** Start Text extract **

BFS Graph Database

ArDrakho · October 5, 2023, 9:08pm

I decided to segment this from Native shell? - #101 by SamuraiCrow postings.
In that posting, the discussion involved thoughts about BFS and its database-like features. I think deserves its own attention versus the native shell discussions.

To begin with, Haiku inherited the BFS features from BeOS–so we already have the very primitive database ‘engine’. The BFS database would be equivalent to a flat file database, such as dBASE, FoxPro, and others. It will never be a relational database–but BFS is closer to No-SQL database, such as a structured graph database.

Let me explain by using an example from my Multimedia database now.

PART I

Create a Database Data Type (i.e. Custom Filetype Group)
The database data type or schema name equates to the creation of a new Filetype group. This is accomplished via the Preferences–> FileTypes application.

For example, a new schema is created by adding a new group using the FileType: ‘Add…’ button:

a. For the ‘Group:’ select the ‘Add new group’ from the drop-down option
b. For the ‘Group name:’ enter ‘database’
c. Then, click on the ‘Add group’ button

From the FileTypes’ left panel, the new group ‘database’ is now listed. Highlight ‘database’ and update the following in the ‘Description’ section:

a. The ‘Internal name:’ is displayed
b. Enter the ‘Type name:’ as ‘Multimedia database schema’
c. Enter the ‘Description:’ as ‘Generic database schema’

Database object (i.e. Custom FileType) creation is accomplished via FileTypes. It is at this point, we are defining the data object that will possess the data. In graph database terminology, this would be a ‘node’.

For example, a new data object is adding a new FileType to the new group ‘database’ by highlighting ‘database’ clicking on the FileType:‘Add…’ button:

a. For the ‘Group:’ select the ‘database’ from the drop-down option
b. For the ‘Internal name:’ enter ‘MusicDB’
c. Then, click on the ‘Add type’ button

From the FileTypes’ left panel, the new filetype ‘MusicDB’ is now listed. Highlight ‘MusicDB’ and update the following sections:

Add the file extensions linked to this new FileType so the system will recognize files by their extention. In the 'File recognition:" section, add the following extensions: ‘mp3’ and ‘MP3’
In the FileType description section, update the ‘Type name:’ and the ‘Description:’ options as follows:

Type name: Music (MP3) Database
Description: Track all your music files.

The ‘Extra attributes’ will be equivalent to node properties in graph database design or columns in a database table.

In this section, we will enter all the custom attributes that we need for this FileType. Clicking the ‘Add…’ button opens a panel to enter all the data for the new attribute. You can edit an existing attribute with a double-click.

** End Text extract **
** Start Collected material **

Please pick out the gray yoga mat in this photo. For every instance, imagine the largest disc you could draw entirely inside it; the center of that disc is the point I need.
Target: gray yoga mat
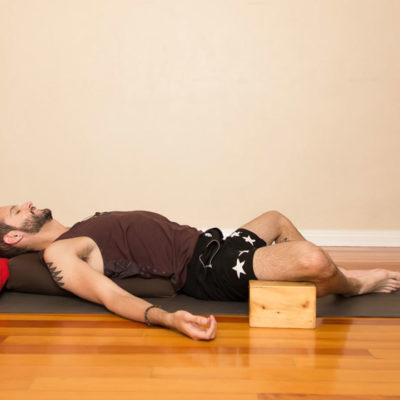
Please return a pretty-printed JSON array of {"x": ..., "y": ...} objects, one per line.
[{"x": 370, "y": 305}]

** End Collected material **

• [Directions]
List each distinct button label named in the BFS graph database post.

• [Finished exercise]
'Add…', 'Add group', 'Add type'